══ RECORDS TO USE ══
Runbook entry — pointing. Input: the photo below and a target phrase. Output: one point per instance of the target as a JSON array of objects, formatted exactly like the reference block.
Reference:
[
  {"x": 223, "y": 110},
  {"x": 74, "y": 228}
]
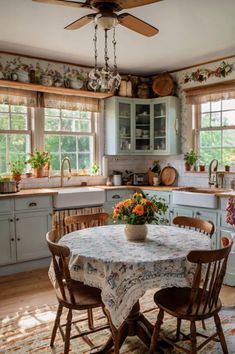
═══
> SET PROBLEM:
Rewrite the text of the items above, replacing each "target" with "query" and changing nothing else. Leave the pictures out.

> THE COMPLETED TASK:
Runbook entry — pointing. Input: the photo below and a query phrase. Output: one point per instance of the query as a JSON array of objects, formatted exactly like the reference block.
Reference:
[
  {"x": 223, "y": 110},
  {"x": 74, "y": 228}
]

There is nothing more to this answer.